§ **DATA TO USE**
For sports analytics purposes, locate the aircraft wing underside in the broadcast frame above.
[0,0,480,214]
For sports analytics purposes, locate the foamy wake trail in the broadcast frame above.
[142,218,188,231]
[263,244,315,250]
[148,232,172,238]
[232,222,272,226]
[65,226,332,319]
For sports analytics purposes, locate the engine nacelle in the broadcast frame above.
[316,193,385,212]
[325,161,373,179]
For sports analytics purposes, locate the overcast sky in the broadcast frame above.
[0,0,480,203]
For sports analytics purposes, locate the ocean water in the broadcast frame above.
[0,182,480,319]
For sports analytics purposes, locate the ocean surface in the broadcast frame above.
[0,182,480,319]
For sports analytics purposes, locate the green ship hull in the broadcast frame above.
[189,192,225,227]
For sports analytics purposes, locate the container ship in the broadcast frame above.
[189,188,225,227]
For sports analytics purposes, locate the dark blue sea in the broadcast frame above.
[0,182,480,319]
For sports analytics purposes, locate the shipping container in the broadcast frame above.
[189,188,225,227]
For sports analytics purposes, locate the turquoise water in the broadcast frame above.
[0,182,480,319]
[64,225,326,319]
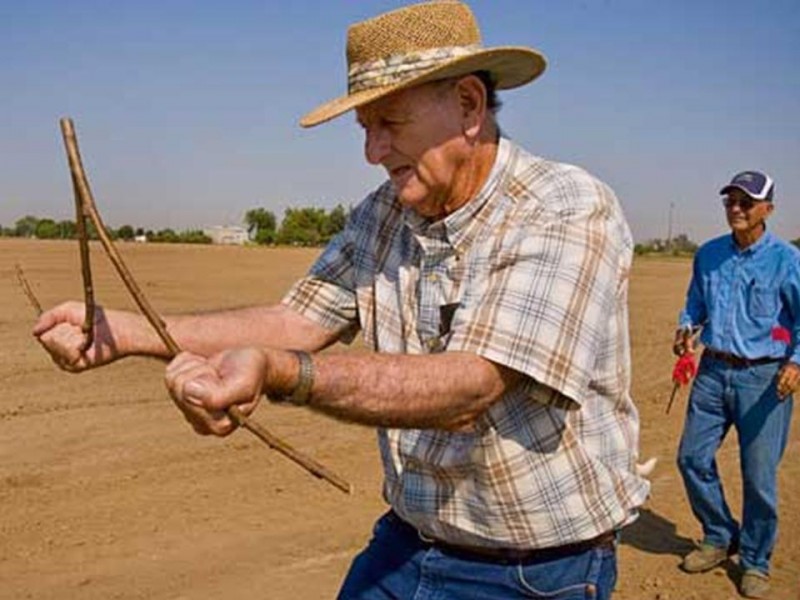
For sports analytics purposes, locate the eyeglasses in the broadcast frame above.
[722,196,766,212]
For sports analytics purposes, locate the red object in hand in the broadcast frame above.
[772,325,792,344]
[672,352,697,385]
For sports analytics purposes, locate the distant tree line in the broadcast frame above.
[633,233,800,256]
[0,215,211,244]
[0,205,349,246]
[633,233,697,256]
[244,204,349,246]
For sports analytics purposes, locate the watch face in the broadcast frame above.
[289,350,314,406]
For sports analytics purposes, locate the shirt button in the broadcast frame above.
[406,456,420,471]
[425,338,442,352]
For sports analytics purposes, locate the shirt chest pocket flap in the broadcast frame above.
[749,283,778,317]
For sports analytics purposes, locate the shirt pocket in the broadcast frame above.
[749,285,778,318]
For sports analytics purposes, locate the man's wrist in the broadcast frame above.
[280,350,316,406]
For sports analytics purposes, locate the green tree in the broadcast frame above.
[117,225,134,242]
[244,208,277,244]
[57,221,78,240]
[148,228,180,244]
[34,219,59,240]
[14,215,39,237]
[278,208,327,246]
[323,204,348,242]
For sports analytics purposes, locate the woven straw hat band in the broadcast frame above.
[347,2,481,94]
[300,0,547,127]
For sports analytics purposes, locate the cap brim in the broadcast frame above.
[300,46,547,127]
[719,183,771,200]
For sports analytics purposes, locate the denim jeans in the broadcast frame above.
[339,512,617,600]
[678,357,792,573]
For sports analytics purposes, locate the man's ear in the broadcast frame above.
[456,75,487,141]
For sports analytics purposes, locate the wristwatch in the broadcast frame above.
[283,350,314,406]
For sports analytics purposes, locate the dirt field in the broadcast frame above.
[0,239,800,600]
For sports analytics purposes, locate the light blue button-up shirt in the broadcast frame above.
[680,231,800,364]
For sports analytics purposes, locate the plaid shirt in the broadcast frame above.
[284,139,649,548]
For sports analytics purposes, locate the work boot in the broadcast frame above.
[681,543,731,573]
[739,569,769,598]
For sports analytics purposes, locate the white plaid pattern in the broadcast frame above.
[284,139,649,548]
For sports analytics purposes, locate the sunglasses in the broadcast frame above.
[722,196,766,212]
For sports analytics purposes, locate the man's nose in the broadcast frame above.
[364,127,392,165]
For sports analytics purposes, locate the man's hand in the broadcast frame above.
[777,362,800,400]
[33,302,121,373]
[672,327,695,356]
[165,348,269,437]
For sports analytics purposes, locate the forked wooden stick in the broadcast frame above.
[14,264,42,317]
[60,118,352,494]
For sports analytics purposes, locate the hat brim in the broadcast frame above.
[719,183,772,202]
[300,46,547,127]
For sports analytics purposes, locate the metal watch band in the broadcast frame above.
[286,350,314,406]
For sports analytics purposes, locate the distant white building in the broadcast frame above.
[203,225,250,246]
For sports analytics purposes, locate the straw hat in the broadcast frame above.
[300,0,546,127]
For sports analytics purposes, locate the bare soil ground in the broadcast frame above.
[0,239,800,600]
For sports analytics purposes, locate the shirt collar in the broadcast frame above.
[730,226,774,255]
[403,137,513,250]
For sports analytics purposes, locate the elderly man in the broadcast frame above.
[35,1,648,599]
[674,171,800,598]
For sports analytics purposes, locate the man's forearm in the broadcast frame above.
[302,352,521,429]
[117,305,336,358]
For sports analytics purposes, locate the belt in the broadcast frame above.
[391,512,617,563]
[703,348,783,369]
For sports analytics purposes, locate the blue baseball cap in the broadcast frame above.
[719,171,775,202]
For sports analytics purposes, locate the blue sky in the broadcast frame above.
[0,0,800,241]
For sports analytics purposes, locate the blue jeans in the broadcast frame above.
[339,512,617,600]
[678,356,792,573]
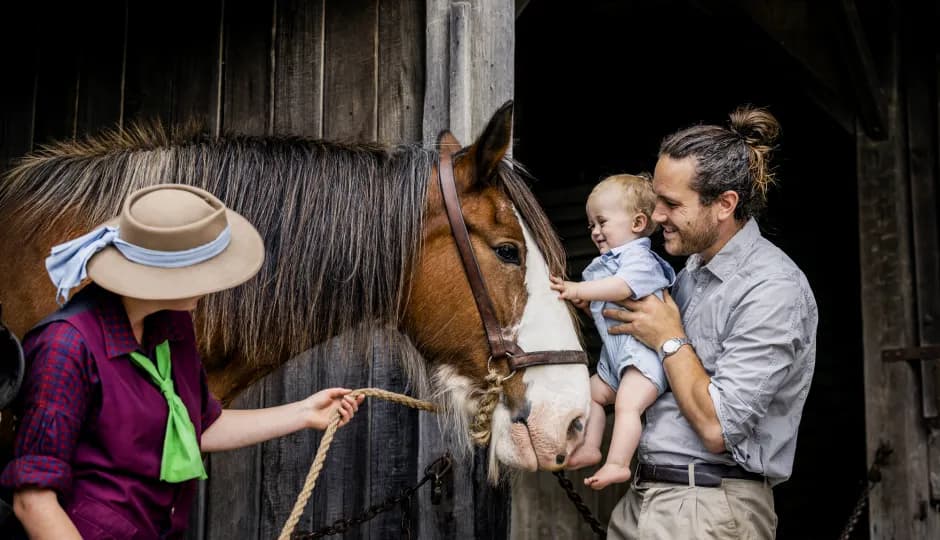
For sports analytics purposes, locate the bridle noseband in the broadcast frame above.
[438,143,588,373]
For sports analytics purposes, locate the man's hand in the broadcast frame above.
[604,290,685,351]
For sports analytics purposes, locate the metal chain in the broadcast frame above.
[839,441,893,540]
[291,452,453,540]
[552,471,607,538]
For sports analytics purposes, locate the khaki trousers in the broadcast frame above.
[607,479,777,540]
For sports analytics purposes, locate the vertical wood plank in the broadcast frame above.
[307,336,368,539]
[857,26,940,539]
[123,0,222,131]
[415,411,460,540]
[258,347,324,539]
[363,330,418,539]
[200,384,270,540]
[222,0,275,135]
[377,0,425,144]
[902,2,940,504]
[72,0,127,136]
[421,0,452,146]
[273,0,324,138]
[464,0,516,144]
[323,0,378,141]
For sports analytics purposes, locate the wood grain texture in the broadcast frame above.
[273,0,324,137]
[222,0,275,135]
[857,27,940,540]
[123,0,223,133]
[202,384,271,540]
[376,0,425,144]
[323,0,378,141]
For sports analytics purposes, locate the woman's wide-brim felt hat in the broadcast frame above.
[87,184,264,300]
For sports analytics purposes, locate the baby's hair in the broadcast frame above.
[588,172,658,236]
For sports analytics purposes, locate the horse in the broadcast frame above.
[0,102,590,476]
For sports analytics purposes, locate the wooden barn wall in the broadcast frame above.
[0,0,511,540]
[858,2,940,539]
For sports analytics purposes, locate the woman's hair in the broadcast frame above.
[588,172,658,236]
[659,105,780,221]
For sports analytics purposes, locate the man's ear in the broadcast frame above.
[714,189,739,220]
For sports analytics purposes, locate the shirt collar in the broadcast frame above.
[686,218,761,281]
[98,291,189,358]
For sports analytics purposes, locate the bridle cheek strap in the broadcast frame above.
[438,141,587,372]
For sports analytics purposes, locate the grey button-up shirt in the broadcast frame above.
[639,219,818,484]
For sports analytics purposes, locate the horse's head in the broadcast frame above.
[405,104,590,470]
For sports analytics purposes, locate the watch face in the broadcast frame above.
[663,338,679,354]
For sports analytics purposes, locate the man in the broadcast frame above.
[605,107,817,540]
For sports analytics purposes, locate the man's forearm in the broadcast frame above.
[663,347,725,454]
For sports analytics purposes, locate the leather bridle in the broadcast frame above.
[438,143,588,373]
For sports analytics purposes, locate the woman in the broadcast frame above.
[0,184,361,540]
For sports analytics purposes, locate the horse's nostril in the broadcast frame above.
[568,416,584,439]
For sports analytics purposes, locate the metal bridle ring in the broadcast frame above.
[486,352,516,382]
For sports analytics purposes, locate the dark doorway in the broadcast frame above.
[515,1,868,540]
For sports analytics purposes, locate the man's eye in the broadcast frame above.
[493,244,521,264]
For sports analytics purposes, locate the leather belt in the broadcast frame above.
[636,463,765,487]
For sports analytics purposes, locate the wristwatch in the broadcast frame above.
[659,338,692,360]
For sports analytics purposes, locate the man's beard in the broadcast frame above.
[670,212,718,256]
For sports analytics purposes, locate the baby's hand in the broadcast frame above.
[570,298,591,315]
[549,276,580,307]
[306,388,365,431]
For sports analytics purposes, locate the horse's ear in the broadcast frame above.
[472,100,513,181]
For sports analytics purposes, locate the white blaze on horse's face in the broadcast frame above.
[490,213,591,470]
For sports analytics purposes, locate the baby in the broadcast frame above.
[552,174,676,489]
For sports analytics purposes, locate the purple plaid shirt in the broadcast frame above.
[0,284,222,532]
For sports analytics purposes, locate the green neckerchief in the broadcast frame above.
[131,341,208,482]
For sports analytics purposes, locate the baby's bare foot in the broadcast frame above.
[584,463,631,489]
[565,445,601,469]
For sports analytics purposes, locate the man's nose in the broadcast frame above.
[651,207,666,225]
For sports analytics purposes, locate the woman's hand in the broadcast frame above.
[604,291,685,352]
[304,388,365,431]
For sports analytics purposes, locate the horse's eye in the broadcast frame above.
[495,244,521,264]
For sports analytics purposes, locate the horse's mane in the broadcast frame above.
[0,124,564,388]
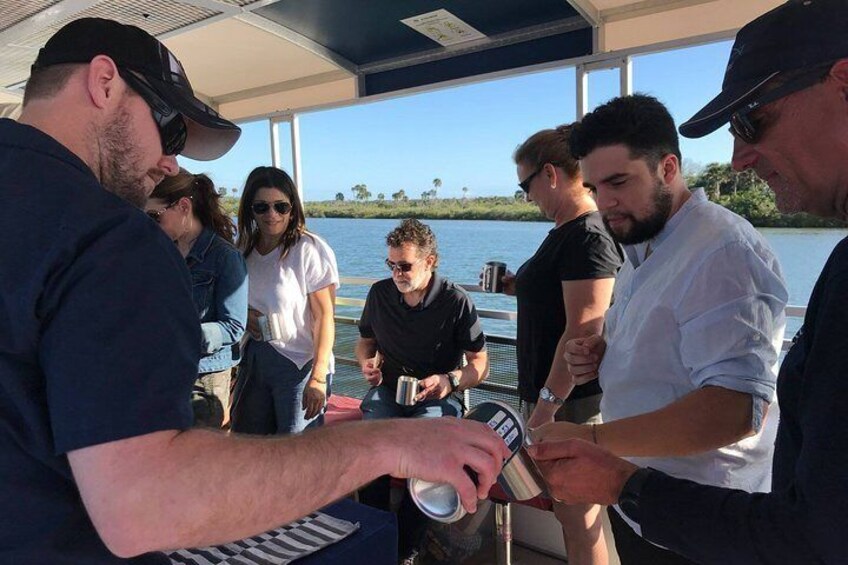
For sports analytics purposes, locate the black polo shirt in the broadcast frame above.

§ **WHAT IS NEEDED**
Print the records above, from the line containing "For sports analytics purposes, locate the dark doorway" through the line containing "[636,463,765,487]", copying each line exactly.

§ **RESULT FOR THIS TASK**
For sports analytics purposes, locate the dark doorway in the broadcast frame above.
[515,1,868,540]
For sports analytics purposes, locate the man's eye in the broadcast frame above.
[493,244,521,264]
For sports analytics purposes, locate the leather belt in the broadcast frame above.
[636,463,765,487]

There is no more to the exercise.